• **Given problem**:
According to the text on Madrasatul Waizeen, why do many clerics attend the school after completing graduate studies at other Shia seminaries? Answer in one to three sentences.

• **Source text**:
= Madrasatul Waizeen =

Madrasatul Waizeen or Madrasatul Waezeen or Madrasat al-Wa'izin (College of Preachers), founded in 1919, is an old centre of Twelver Shia education in the city of Lucknow, India. Many of the clerics attend this school after they finish their graduate educations in other Shia seminaries to strengthen their oratory and preaching skills. It is well-known for the valuable manuscripts in its library.

==Foundation and development==
The seminary was founded on 19 May 1919 by Maharaja Mohammad Ali Mohammad Khan of Mahmudabad in memory of his younger brother Sahibzada Mohammad Ali Ahmad Khan Sahib. The Waqf-e-Madrasa-e-Ahmadiya of Mahmudabad was created by the Maharaja of Mahmudabad in 1919 by way of a registered Waqfnama. The Madrastul Waizeen was founded by the aforementioned Waqf in 1919.

Shams-ul-Ulema Ayatullah Syed Najmul Hasan was involved in madrasa since the days of its founding.

• **Stored dataset items**:
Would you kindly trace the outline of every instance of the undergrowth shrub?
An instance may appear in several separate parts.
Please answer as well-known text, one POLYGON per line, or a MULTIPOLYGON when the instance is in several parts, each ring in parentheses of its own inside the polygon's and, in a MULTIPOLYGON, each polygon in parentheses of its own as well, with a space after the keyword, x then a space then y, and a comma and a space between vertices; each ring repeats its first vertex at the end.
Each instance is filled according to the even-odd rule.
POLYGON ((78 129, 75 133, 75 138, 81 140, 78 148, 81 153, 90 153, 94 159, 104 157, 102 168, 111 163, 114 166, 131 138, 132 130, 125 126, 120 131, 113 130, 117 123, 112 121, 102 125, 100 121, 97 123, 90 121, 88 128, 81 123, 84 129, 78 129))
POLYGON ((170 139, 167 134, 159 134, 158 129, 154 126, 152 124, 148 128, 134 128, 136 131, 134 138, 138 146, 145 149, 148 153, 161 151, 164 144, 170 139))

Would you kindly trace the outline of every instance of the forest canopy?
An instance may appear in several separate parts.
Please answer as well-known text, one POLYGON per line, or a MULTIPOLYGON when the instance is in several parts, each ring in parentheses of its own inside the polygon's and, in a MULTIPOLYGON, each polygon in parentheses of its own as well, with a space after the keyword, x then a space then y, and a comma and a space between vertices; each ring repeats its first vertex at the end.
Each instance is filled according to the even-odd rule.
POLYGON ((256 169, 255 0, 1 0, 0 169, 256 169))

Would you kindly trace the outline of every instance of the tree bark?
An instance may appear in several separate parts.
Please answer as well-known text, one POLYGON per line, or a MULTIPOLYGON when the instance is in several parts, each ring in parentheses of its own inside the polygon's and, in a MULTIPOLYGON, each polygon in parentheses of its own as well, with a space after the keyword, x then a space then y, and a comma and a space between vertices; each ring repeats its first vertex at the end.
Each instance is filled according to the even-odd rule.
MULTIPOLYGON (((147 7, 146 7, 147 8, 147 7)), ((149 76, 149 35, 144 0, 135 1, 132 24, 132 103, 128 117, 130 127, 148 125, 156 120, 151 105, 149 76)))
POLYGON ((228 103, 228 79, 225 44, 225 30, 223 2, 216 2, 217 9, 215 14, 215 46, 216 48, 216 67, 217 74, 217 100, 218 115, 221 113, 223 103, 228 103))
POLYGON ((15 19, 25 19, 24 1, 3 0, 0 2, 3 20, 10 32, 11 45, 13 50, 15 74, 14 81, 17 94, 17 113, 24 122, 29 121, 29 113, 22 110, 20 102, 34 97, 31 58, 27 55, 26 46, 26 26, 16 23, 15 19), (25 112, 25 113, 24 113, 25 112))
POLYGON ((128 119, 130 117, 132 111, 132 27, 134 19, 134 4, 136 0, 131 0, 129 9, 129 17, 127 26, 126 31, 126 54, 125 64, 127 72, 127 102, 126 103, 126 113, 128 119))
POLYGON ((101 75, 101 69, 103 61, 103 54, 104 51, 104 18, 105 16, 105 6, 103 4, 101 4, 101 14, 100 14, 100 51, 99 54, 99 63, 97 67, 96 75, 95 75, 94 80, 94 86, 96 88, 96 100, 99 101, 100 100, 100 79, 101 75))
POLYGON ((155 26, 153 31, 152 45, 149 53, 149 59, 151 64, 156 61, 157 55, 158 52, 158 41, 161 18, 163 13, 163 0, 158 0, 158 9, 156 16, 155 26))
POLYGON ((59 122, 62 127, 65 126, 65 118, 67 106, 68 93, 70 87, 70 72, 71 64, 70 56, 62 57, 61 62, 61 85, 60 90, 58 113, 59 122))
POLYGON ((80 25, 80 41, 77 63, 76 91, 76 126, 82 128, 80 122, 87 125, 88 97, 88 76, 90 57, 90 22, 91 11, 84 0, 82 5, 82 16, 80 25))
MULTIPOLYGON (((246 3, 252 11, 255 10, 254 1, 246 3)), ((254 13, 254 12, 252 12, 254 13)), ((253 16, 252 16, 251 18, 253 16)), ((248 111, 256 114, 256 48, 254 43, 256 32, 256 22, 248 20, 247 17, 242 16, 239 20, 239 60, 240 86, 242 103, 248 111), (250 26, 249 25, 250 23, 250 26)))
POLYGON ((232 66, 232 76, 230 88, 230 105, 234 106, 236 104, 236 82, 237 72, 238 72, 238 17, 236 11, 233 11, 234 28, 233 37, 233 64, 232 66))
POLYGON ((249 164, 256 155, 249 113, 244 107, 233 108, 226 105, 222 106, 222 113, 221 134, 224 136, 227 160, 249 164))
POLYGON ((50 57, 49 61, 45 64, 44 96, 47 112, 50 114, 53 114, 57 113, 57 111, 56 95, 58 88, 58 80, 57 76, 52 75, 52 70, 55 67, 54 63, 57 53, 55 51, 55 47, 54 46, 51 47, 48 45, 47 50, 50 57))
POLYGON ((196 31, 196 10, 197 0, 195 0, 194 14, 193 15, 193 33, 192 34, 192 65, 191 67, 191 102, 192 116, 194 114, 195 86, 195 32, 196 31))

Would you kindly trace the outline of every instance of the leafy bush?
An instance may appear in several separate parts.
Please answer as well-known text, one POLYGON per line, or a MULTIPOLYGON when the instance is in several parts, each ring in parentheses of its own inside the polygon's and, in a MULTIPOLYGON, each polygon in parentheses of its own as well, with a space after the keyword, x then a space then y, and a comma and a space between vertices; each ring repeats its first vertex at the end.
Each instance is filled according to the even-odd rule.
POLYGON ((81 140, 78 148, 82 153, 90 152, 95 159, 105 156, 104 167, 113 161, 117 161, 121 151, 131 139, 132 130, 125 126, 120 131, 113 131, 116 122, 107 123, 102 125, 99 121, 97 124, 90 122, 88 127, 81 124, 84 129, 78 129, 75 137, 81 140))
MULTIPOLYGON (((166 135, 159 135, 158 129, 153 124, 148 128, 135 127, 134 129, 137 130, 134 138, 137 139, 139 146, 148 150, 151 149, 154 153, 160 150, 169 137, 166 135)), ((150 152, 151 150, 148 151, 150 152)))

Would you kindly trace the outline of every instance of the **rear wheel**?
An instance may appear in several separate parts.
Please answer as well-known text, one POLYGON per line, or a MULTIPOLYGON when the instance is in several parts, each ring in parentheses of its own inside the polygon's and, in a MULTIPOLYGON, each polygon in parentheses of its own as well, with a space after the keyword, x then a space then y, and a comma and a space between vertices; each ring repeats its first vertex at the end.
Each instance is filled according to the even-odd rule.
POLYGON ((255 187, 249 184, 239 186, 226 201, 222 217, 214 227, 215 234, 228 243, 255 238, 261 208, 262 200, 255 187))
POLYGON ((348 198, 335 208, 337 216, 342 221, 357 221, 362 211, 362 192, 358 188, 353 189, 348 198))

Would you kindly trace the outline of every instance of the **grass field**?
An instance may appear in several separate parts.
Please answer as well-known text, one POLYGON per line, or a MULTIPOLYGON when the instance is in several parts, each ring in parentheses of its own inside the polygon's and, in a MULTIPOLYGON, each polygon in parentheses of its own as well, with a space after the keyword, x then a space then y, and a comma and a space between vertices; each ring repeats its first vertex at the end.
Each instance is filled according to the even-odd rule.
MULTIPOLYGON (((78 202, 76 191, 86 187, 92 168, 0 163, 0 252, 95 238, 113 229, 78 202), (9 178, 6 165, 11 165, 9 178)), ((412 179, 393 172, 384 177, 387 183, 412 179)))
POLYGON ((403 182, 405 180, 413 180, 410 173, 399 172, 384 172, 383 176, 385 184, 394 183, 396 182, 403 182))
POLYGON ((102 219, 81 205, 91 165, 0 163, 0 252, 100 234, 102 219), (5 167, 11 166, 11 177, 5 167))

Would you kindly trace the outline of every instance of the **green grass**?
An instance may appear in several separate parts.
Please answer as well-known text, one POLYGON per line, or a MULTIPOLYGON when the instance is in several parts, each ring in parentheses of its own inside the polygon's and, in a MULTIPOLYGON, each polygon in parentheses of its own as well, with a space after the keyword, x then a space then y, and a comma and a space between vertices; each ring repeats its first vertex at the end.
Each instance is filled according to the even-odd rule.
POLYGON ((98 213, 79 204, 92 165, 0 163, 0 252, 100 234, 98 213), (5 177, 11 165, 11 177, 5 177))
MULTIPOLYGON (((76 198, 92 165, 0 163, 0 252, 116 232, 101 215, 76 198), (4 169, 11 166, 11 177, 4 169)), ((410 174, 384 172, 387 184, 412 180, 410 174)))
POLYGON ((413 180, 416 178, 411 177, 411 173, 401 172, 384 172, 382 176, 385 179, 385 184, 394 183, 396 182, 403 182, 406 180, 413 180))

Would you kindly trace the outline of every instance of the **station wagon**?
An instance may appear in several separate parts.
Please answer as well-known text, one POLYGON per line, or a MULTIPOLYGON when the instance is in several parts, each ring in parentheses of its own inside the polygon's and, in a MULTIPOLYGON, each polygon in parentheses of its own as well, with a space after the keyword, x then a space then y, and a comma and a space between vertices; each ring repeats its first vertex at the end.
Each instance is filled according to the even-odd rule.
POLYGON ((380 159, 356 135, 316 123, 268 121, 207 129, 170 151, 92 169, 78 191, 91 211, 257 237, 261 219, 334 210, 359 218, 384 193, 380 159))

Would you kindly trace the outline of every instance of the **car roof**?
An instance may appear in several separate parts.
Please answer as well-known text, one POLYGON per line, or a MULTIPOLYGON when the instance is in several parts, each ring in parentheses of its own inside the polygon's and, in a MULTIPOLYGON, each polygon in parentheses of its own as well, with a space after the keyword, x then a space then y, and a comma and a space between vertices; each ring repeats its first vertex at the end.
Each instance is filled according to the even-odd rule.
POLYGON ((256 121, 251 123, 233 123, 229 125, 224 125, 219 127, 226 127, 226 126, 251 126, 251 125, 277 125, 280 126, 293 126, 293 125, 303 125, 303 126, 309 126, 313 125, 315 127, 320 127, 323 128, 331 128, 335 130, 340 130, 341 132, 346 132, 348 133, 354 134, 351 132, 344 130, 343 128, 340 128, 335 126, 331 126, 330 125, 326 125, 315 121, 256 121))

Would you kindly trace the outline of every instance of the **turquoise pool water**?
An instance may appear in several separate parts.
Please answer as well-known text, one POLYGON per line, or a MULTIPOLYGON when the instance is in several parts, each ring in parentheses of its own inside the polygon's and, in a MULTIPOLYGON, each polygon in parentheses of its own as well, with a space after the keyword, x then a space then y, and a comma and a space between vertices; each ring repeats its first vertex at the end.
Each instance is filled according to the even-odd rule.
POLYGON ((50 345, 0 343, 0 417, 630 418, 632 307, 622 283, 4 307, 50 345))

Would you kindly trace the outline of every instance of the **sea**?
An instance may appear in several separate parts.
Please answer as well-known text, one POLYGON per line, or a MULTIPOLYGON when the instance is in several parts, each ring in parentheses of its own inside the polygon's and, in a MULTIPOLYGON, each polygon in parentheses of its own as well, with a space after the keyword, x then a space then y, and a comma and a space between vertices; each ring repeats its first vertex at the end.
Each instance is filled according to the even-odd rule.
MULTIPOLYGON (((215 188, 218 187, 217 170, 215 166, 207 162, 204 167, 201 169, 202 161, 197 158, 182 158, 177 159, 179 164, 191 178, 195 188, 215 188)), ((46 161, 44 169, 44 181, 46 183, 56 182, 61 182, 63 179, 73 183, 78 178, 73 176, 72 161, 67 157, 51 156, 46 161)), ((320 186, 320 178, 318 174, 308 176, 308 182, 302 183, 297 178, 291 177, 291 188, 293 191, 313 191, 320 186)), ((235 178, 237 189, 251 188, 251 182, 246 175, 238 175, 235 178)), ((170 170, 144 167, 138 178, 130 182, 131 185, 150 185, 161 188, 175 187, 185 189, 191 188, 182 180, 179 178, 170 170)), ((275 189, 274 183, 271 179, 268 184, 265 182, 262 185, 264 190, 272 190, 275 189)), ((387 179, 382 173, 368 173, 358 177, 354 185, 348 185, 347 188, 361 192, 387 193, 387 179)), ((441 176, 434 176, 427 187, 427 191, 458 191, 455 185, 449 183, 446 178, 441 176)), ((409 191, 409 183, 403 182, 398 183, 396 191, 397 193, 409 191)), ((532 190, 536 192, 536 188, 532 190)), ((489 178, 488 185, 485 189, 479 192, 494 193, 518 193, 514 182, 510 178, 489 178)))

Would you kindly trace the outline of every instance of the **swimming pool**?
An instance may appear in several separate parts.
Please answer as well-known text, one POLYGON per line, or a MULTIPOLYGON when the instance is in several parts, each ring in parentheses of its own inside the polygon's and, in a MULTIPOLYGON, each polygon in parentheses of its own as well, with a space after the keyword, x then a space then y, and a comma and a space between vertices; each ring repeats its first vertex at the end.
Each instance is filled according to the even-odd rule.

• **Solution for this exercise**:
Many clerics go to Madrasatul Waizeen after finishing their graduate education at other Shia seminaries to strengthen their oratory and preaching skills.